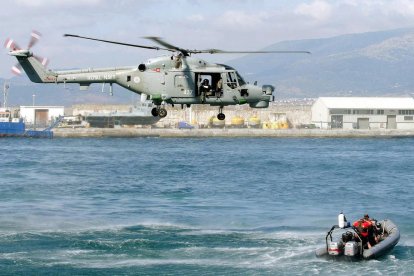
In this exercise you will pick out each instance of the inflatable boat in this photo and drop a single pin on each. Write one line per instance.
(350, 244)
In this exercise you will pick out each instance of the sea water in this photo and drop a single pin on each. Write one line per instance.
(208, 206)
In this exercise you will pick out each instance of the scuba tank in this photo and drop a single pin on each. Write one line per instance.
(341, 220)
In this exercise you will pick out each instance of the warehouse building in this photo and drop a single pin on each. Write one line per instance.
(40, 116)
(363, 113)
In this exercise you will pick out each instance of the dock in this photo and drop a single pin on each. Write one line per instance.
(228, 132)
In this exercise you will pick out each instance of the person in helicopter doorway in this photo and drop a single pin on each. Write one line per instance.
(366, 229)
(205, 88)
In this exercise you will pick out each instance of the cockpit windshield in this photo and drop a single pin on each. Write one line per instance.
(240, 79)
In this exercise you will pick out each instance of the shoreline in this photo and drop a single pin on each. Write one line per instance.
(227, 132)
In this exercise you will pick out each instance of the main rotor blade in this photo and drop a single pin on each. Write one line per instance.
(168, 45)
(34, 38)
(217, 51)
(118, 43)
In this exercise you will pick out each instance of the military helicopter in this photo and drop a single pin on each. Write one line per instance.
(178, 78)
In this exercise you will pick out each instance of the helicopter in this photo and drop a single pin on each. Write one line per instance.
(178, 78)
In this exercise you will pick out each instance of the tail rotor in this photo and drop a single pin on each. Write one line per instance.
(13, 47)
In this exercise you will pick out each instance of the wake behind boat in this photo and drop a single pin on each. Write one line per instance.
(360, 241)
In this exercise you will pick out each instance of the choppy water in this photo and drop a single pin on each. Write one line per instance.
(197, 206)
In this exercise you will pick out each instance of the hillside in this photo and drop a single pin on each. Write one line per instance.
(367, 64)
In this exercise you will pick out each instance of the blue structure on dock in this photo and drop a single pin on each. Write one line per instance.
(18, 129)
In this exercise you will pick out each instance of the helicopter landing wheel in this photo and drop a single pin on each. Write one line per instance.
(154, 112)
(162, 112)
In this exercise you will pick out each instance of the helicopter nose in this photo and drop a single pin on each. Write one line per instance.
(268, 89)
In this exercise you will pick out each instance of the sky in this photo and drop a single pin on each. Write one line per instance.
(191, 24)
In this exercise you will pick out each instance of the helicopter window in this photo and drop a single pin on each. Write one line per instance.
(181, 80)
(231, 80)
(240, 79)
(214, 80)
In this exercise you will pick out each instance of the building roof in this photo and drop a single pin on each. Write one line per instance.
(368, 102)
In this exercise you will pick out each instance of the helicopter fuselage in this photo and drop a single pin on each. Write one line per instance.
(165, 80)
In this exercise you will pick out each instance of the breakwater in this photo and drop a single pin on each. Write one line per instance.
(226, 132)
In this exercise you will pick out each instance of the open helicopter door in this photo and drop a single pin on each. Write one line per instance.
(214, 82)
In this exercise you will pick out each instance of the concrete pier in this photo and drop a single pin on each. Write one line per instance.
(226, 132)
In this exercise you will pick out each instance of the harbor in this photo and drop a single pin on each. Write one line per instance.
(225, 132)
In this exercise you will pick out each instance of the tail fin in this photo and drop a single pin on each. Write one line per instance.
(34, 66)
(35, 70)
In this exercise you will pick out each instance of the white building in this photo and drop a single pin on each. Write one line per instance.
(40, 115)
(363, 113)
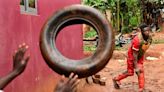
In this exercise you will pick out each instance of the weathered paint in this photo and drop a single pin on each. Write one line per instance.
(16, 28)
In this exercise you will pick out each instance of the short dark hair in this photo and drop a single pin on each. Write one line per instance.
(143, 26)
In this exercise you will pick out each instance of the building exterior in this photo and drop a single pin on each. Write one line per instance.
(18, 26)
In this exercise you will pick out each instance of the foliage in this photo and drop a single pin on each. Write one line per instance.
(129, 11)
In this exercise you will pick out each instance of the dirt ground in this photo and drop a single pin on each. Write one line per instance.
(153, 66)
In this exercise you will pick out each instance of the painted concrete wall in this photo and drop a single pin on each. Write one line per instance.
(16, 28)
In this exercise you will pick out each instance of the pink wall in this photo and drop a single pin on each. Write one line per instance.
(16, 28)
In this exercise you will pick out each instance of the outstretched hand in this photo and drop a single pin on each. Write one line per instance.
(19, 61)
(68, 85)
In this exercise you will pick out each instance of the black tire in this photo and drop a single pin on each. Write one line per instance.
(77, 14)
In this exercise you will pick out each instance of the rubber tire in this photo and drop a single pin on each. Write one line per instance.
(77, 14)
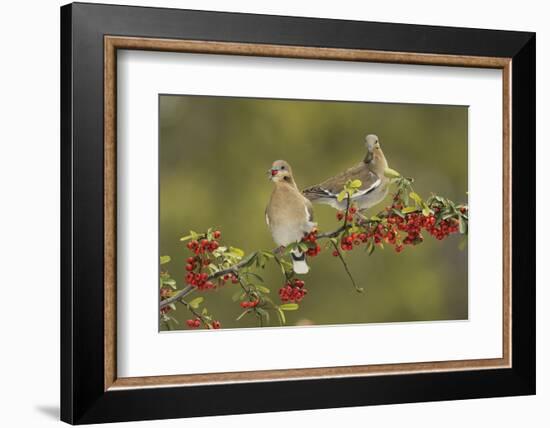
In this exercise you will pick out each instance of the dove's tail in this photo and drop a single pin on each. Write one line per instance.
(299, 264)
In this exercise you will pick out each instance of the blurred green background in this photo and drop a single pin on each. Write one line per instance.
(214, 154)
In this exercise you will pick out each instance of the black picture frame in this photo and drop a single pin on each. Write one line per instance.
(83, 398)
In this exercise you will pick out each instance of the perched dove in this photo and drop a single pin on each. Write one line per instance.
(370, 171)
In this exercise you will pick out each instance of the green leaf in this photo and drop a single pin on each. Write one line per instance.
(196, 302)
(399, 213)
(255, 275)
(238, 295)
(289, 307)
(268, 254)
(462, 227)
(170, 282)
(356, 184)
(236, 251)
(242, 315)
(192, 235)
(391, 173)
(342, 195)
(282, 317)
(416, 197)
(408, 210)
(370, 247)
(463, 243)
(262, 288)
(263, 313)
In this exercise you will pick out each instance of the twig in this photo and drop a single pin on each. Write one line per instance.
(358, 289)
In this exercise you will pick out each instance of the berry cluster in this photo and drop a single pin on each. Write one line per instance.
(204, 245)
(314, 248)
(199, 280)
(194, 265)
(293, 291)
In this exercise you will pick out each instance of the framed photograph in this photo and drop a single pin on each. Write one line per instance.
(291, 213)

▶ Goal
Leave the pictures out, and transcribe each of the records exactly.

▶ Exercise solution
In this exercise you will pick out each instance of the inflatable boat in this photo and drop a single pin on each. Write one line per instance.
(350, 244)
In this exercise you will pick out each instance of the sea water in this photo and drop a single pin on each. Write one line per instance.
(208, 206)
In this exercise you will pick out each instance of the scuba tank in this photo and drop a single pin on each. Write one line per instance.
(341, 220)
In this exercise you will pick out each instance of the warehouse building in this photo and drop a single pin on each. Write one line per instance.
(40, 116)
(363, 113)
In this exercise you will pick out each instance of the dock in this photo and drop a single pin on each. Write one line per instance.
(228, 132)
In this exercise you will pick out each instance of the person in helicopter doorway in this photo and drop a single pin on each. Write one line per instance.
(366, 229)
(205, 88)
In this exercise you will pick out each instance of the cockpit windshield in this photo and drop a single pin on each. Write one line per instance.
(240, 79)
In this exercise you will pick out each instance of the shoreline in this photo and drop a single pin on each. Write one line per instance.
(227, 132)
In this exercise you will pick out each instance of the main rotor blade in this photo and drop a single pin on each. Write one line per instance.
(168, 45)
(34, 38)
(217, 51)
(118, 43)
In this exercise you will pick out each instance of the military helicopter in this photo and drop a single pin on each. Write one line per instance.
(178, 78)
In this exercise you will pick out each instance of the helicopter in this photo and drop a single pin on each. Write one line per instance.
(178, 78)
In this exercise you will pick out each instance of the tail rotor in this photo and drop a single pin on each. Write one line per instance.
(13, 47)
In this exercise you will pick out each instance of the wake behind boat in this photo and drop a single pin on each. Write one line per instance.
(360, 241)
In this exercise you will pick out each instance of the choppy water in this photo and drop a single pin on each. Write one line per instance.
(197, 206)
In this exercise you will pick out each instance of the hillside in this photo and drop a single pin on each. Write one line per instance.
(367, 64)
In this exercise you will pick out each instance of the blue structure on dock in this photo and drop a single pin on each. Write one line per instance.
(18, 129)
In this exercise you will pick out each instance of the helicopter landing wheel in this photo and drop a single pin on each. Write one line per instance.
(154, 112)
(162, 112)
In this exercise you will pick out each instance of the helicopter nose in this photo and drop a single pin on each. Write one line per instance.
(268, 89)
In this exercise you will pick out each instance of the sky in this photo and drop a single pin on each. Write one line per instance.
(191, 24)
In this exercise you will pick out each instance of the helicopter window in this photo and drop a single pin on each. Write one line per instance.
(181, 80)
(231, 80)
(240, 79)
(214, 80)
In this exercise you will pick out each instance of the building roof in this photo and drop a single pin on each. Write one line per instance.
(368, 102)
In this exercise you will pick out each instance of the helicopter fuselage in this photo and drop a single pin on each. Write one line per instance.
(165, 80)
In this exercise you will pick out each instance of the breakwater in this photo and drop a single pin on each. Write one line per instance.
(226, 132)
In this exercise you will pick out each instance of the open helicopter door in this photo and drop a single pin on each. Write one line per instance.
(214, 82)
In this exercise you will pick out each instance of the concrete pier in this photo and drop a single pin on each. Write one line per instance.
(226, 132)
In this exercise you will pick out each instance of the harbor in this photo and drop a single pin on each. Write one line per instance.
(225, 132)
In this exercise you will pick out each instance of the tail fin in this photo and drop a single pin on each. Write one line per instance.
(34, 66)
(35, 70)
In this exercise you will pick out each instance of the white building in this photo and drop a single pin on each. Write one line per instance.
(40, 115)
(363, 113)
In this exercise you will pick out each instance of the weathered paint in this photo and drop a single pin on each. Write one line per instance.
(16, 28)
In this exercise you will pick out each instance of the short dark hair in this photo and drop a single pin on each. Write one line per instance.
(143, 26)
In this exercise you will pick out each instance of the building exterior in this photo and drop a single pin on each. Write one line per instance.
(18, 26)
In this exercise you will pick out each instance of the foliage in this photo and drop a single pin on each. Write one line per instance.
(129, 11)
In this exercise you will pick out each instance of the dirt ground in this photo and drop a single pin on each. Write one line per instance.
(153, 66)
In this exercise you will pick out each instance of the painted concrete wall in this photo and drop a single pin on each. Write one line per instance.
(16, 28)
In this exercise you will pick out each instance of the pink wall in this photo and drop a single pin on each. Write one line per instance.
(16, 28)
In this exercise you will pick out each instance of the outstretched hand in this photo and drop a single pin on each. Write one line per instance.
(19, 61)
(68, 85)
In this exercise you will pick out each instance of the black tire in this photo and drop a single pin on each. Write one line per instance.
(77, 14)
In this exercise you will pick out each instance of the rubber tire in this photo and drop a single pin on each. Write one line per instance.
(77, 14)
In this exercise you will pick out each instance of the dove's tail in this photo and drop a single pin on each. Write one line per instance.
(299, 264)
In this exercise you will pick out each instance of the blurred green background in this photo and drop a single pin on each. Write one line per instance.
(214, 154)
In this exercise you will pick out each instance of the black picture frame in this photo and drop a single pin on each. Write one line per instance.
(83, 398)
In this exercise you will pick out each instance of the perched dove in this photo and drop a single pin on each. Write one line per instance.
(370, 171)
In this exercise you will pick out each instance of the green leaf in this photo and drop a single pin on each. Write one line per instance.
(196, 302)
(399, 213)
(255, 275)
(238, 295)
(289, 307)
(268, 254)
(462, 227)
(170, 282)
(356, 184)
(236, 251)
(242, 315)
(192, 235)
(391, 173)
(342, 195)
(282, 317)
(416, 197)
(408, 210)
(370, 247)
(463, 243)
(262, 288)
(263, 313)
In this exercise you will pick out each instance of the twig in this photo and drop a single pin on each. Write one line per instance.
(358, 289)
In this exercise you will pick out each instance of the berry cluster in this photo and drop a single pin on each. Write one line per instance.
(204, 245)
(314, 248)
(199, 280)
(194, 265)
(293, 291)
In this exercise you will pick out each instance of the framed photograph in this photo and drop a single pin on each. Write one line per instance.
(291, 213)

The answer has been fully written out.